Supplied data ::
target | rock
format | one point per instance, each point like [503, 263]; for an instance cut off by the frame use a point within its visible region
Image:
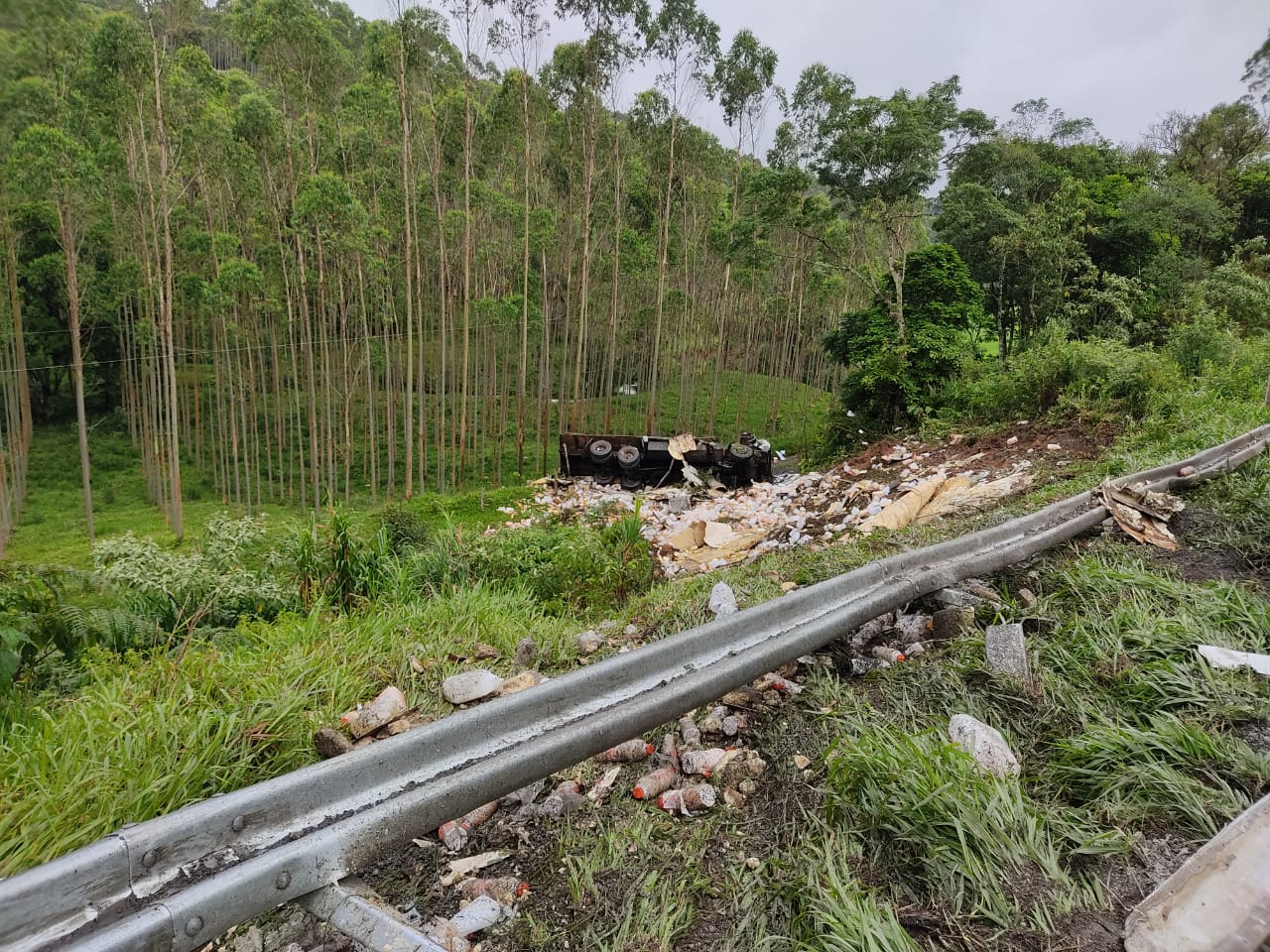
[330, 743]
[957, 598]
[984, 744]
[1007, 649]
[388, 706]
[470, 685]
[249, 941]
[390, 730]
[913, 627]
[520, 682]
[866, 665]
[1229, 657]
[722, 601]
[949, 622]
[525, 653]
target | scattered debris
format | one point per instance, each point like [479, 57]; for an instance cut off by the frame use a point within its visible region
[722, 601]
[703, 525]
[453, 833]
[957, 598]
[566, 798]
[626, 752]
[330, 743]
[504, 889]
[1006, 649]
[685, 800]
[475, 916]
[690, 731]
[657, 461]
[1229, 657]
[525, 653]
[984, 744]
[466, 866]
[603, 784]
[701, 762]
[470, 685]
[366, 719]
[1143, 515]
[521, 682]
[949, 622]
[654, 783]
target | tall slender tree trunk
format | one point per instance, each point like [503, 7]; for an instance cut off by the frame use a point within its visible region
[70, 248]
[663, 257]
[522, 368]
[169, 353]
[408, 422]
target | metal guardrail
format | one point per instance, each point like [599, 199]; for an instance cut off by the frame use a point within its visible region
[178, 881]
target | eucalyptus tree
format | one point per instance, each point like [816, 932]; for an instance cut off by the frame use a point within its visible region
[612, 27]
[742, 81]
[520, 37]
[46, 162]
[878, 158]
[685, 42]
[22, 103]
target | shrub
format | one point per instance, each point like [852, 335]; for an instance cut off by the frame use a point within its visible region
[1086, 377]
[230, 576]
[331, 561]
[887, 380]
[563, 567]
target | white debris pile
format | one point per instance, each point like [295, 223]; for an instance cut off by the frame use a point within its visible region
[714, 527]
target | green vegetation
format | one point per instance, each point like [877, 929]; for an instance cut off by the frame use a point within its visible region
[280, 281]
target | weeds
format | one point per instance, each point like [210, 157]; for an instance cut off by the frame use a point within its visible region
[838, 914]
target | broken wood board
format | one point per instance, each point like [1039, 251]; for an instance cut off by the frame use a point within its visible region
[1219, 898]
[905, 509]
[960, 495]
[1143, 516]
[731, 551]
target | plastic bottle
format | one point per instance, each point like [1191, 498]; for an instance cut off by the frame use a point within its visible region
[690, 731]
[653, 783]
[388, 706]
[503, 889]
[453, 834]
[625, 752]
[701, 762]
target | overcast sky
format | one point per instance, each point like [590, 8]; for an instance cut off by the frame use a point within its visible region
[1121, 62]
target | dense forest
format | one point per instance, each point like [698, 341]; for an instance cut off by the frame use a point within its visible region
[312, 257]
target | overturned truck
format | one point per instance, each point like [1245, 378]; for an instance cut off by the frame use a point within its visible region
[658, 461]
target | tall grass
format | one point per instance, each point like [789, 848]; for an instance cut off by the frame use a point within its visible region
[146, 735]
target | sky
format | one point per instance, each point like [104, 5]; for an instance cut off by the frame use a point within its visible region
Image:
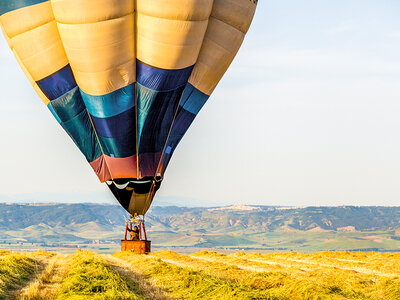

Written request :: Collect every line in the records above that contains the word "tree" and copy each one in full.

Solution ::
target | tall slender tree trunk
target | eucalyptus tree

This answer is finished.